Task to complete> Repeat verbatim the lines of the records below, from the line containing "Pressing-analysis tagging request: spot the house" through the final line of the records, inclusive.

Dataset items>
========

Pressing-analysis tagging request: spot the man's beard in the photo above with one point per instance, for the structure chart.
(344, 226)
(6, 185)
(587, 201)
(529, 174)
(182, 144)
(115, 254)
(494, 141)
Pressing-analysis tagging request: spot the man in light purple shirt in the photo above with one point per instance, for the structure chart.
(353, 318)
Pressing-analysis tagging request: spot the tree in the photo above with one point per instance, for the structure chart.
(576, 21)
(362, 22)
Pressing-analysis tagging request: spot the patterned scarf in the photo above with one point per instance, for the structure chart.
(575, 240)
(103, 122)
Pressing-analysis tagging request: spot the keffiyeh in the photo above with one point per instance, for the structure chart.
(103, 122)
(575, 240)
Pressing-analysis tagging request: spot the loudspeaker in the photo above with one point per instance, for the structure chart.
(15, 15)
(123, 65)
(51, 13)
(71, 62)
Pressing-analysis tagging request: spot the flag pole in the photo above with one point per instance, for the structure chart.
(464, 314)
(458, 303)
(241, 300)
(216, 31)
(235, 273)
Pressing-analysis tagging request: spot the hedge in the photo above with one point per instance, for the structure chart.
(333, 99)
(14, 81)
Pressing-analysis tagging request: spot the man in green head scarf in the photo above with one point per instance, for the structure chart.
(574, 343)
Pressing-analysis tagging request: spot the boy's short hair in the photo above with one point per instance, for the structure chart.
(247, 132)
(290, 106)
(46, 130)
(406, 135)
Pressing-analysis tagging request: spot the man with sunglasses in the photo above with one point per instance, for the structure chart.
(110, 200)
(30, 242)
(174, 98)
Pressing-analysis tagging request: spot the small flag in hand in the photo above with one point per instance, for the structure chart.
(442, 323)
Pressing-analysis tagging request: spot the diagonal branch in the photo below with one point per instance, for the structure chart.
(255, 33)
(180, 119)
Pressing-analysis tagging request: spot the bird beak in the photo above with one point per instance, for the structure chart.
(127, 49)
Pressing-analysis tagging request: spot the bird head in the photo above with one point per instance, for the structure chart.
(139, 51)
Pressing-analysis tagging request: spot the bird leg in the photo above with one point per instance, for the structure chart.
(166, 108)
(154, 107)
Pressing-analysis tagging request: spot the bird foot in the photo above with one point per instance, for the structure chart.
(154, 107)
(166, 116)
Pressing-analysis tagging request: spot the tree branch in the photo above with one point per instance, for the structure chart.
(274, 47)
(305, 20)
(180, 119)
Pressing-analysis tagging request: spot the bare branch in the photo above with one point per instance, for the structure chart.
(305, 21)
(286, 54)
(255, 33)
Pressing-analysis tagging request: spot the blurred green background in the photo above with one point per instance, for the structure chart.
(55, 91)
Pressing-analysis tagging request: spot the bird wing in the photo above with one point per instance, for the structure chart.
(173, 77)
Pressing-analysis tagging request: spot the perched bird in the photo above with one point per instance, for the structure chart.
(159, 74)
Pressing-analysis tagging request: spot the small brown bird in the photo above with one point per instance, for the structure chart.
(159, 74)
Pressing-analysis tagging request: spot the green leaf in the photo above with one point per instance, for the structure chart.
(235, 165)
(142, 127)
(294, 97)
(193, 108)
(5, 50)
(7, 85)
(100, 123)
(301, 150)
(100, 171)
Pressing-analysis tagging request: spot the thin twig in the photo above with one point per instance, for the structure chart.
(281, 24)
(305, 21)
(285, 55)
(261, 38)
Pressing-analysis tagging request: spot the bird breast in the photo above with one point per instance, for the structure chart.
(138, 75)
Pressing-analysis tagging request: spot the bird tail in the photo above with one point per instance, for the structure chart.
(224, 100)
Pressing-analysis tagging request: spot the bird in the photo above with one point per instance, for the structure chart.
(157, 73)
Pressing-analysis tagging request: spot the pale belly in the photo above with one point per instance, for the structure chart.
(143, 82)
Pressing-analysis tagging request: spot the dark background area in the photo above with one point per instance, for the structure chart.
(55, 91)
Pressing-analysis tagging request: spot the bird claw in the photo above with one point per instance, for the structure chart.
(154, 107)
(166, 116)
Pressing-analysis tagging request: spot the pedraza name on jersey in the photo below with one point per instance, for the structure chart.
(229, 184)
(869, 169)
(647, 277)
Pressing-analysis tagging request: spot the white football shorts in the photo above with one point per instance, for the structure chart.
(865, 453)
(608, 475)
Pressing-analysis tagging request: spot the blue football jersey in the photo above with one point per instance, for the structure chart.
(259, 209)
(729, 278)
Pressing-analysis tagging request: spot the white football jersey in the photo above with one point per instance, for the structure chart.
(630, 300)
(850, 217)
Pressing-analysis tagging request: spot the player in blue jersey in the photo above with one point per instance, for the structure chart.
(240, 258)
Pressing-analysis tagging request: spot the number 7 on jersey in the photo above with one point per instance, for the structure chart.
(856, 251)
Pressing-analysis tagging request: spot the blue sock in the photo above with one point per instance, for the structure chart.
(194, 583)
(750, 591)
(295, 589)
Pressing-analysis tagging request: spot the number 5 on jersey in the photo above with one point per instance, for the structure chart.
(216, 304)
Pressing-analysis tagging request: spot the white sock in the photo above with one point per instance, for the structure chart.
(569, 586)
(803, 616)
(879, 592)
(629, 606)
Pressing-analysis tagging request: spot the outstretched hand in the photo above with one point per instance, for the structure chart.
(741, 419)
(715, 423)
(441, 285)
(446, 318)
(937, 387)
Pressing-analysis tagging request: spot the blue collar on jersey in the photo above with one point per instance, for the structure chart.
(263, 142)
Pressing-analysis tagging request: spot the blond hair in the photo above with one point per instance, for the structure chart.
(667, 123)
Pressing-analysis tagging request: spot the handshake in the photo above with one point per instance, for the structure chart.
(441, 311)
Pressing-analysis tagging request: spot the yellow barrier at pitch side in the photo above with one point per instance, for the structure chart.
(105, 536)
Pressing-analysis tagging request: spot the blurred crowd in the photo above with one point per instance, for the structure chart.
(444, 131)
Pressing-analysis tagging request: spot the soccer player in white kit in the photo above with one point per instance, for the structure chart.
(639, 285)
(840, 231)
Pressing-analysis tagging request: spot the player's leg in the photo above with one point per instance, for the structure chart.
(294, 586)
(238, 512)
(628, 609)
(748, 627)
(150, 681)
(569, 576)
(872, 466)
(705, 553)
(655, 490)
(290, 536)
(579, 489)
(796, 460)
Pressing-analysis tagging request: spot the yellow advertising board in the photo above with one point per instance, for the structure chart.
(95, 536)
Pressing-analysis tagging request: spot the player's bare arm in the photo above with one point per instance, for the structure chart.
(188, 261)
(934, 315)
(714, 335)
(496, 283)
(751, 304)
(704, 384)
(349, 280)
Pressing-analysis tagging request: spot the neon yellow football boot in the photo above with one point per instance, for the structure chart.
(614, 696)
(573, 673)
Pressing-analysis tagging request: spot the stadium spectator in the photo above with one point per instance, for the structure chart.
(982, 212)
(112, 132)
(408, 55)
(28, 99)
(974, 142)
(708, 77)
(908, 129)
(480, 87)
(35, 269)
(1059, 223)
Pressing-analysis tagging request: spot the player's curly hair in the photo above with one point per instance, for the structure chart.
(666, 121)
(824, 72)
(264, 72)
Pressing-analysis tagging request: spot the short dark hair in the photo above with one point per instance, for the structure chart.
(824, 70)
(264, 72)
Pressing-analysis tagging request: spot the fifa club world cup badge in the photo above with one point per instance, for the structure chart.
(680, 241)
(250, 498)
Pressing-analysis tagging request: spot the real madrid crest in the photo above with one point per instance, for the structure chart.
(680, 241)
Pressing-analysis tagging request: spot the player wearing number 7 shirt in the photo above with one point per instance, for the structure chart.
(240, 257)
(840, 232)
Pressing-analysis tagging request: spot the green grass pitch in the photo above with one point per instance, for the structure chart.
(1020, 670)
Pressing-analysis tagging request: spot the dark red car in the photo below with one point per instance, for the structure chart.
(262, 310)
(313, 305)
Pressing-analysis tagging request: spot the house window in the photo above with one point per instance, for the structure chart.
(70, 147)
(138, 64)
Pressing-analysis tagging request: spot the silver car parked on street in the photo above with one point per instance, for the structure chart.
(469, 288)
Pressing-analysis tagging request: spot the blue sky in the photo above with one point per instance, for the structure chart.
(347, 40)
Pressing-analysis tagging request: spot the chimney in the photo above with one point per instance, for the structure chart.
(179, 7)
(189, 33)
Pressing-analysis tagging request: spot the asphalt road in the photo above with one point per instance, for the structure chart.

========

The completed task>
Pressing-analysis tagging request: spot the house window in the photo above with one point per instance, for the structure chart.
(70, 147)
(138, 64)
Pressing-analysis tagging request: spot the silver car parked on street in the photo above with one point per instance, for the structure chart.
(469, 288)
Pressing-analysis tagging request: spot the blue sky in the photo above with one point per instance, for the structure chart.
(347, 40)
Pressing-analysis tagging request: spot the chimney in the photo above with one point per instance, for the structure chart.
(179, 7)
(189, 33)
Pressing-analysis tagging request: spot the asphalt road in the photo above with one point per instance, for the structure chart.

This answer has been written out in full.